/---
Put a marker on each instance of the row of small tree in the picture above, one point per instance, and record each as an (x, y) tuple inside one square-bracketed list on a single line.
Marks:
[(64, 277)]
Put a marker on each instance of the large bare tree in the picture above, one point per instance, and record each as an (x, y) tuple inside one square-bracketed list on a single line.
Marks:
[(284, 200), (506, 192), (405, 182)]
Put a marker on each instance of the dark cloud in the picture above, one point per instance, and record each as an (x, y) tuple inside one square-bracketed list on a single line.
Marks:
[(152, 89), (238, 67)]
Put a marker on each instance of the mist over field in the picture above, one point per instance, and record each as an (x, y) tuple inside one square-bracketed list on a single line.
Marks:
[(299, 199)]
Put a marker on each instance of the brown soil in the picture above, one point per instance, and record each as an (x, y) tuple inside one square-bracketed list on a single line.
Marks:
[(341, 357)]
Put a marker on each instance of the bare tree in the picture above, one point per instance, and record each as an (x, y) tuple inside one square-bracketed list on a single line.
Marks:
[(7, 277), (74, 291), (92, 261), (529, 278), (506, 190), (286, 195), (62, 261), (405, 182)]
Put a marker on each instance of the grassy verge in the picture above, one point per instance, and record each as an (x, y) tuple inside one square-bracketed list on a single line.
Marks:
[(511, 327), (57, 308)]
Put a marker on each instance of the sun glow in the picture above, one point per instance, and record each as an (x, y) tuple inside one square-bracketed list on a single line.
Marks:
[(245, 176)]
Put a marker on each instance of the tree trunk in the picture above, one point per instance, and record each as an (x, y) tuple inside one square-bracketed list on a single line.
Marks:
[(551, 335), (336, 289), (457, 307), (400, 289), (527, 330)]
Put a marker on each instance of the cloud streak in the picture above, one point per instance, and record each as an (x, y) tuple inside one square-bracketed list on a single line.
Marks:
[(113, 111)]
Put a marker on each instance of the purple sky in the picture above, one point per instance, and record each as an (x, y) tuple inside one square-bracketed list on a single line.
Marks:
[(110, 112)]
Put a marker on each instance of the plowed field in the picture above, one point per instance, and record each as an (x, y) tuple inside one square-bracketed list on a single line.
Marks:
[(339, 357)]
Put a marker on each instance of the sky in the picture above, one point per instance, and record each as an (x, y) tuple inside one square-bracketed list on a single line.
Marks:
\---
Reproduce all of the records above line for line, without changing a word, mark, or number.

## Correct result
Put a marker on each instance of the row of small tree in the picture above, one point per instance, and record each as an (x, y) tuple inside one square-bracketed list on a single line.
Marks:
[(64, 277)]
Put a marker on each instance of the large bare tree in the picture above, one point per instance, and record each as an (x, y) tuple inside one square-bracketed list on a single line.
Marks:
[(284, 200), (506, 192), (405, 182)]
Put a marker on each instance of the dark cloud in the picture above, one point per instance, and record each as an (x, y) tuple inside one square-bracketed list on a single line.
Marks:
[(152, 89), (238, 67)]
Put a marker on each instance of the mist over field in the picture above, one point per instance, and record each as an (x, y) tuple inside one square-bracketed list on a single line.
Marks:
[(299, 199)]
Put a marker on each instance of the brown soil in the picture above, one point per instance, and record each as an (x, y) tuple inside one square-bracketed list on a single line.
Marks:
[(341, 357)]
Put a marker on each instance of the bare tree in the picture above, one point per instance, and record each as an (x, y) tuple inside one square-bracketed list on a single line.
Marks:
[(7, 277), (74, 291), (92, 261), (529, 278), (506, 190), (286, 195), (62, 261), (405, 182)]
Put a marker on each instance of the grassy verge in the picture above, one point per instance, and record each as an (x, y) tuple inside one square-bracketed list on a single line.
Marks:
[(511, 327), (57, 308)]
Put a marker on each instance of the sun glow in the picture above, one point per instance, and record each as an (x, y) tuple inside one square-bracketed list on a single line.
Marks:
[(245, 176)]
Put a marker on each instance of the tree trunk in the picture above, one point per instance, and record each as an (x, y) tuple inside one square-bracketed list on a single line.
Marks:
[(551, 335), (336, 289), (457, 307), (400, 289), (527, 330)]
Put a marker on each instance of the cloud streak in the picture above, one point per instance, and record each as an (x, y) tuple inside one square-bracketed list on a single line.
Marks:
[(113, 111)]
Put a marker on each instance of the purple sky in the picture above, one point per instance, and record each as an (x, y) tuple inside one square-bracketed list on a single line.
Marks:
[(110, 112)]
Put a marker on each instance of the plowed field in the picture above, one point per instance, and record each as an (x, y) tuple inside one square-bracketed list on a single line.
Marks:
[(339, 357)]
Put a marker on each instance of the sky in the picture above, one point per instance, and record each as an (x, y) tuple inside one square-bracketed list on a single line.
Marks:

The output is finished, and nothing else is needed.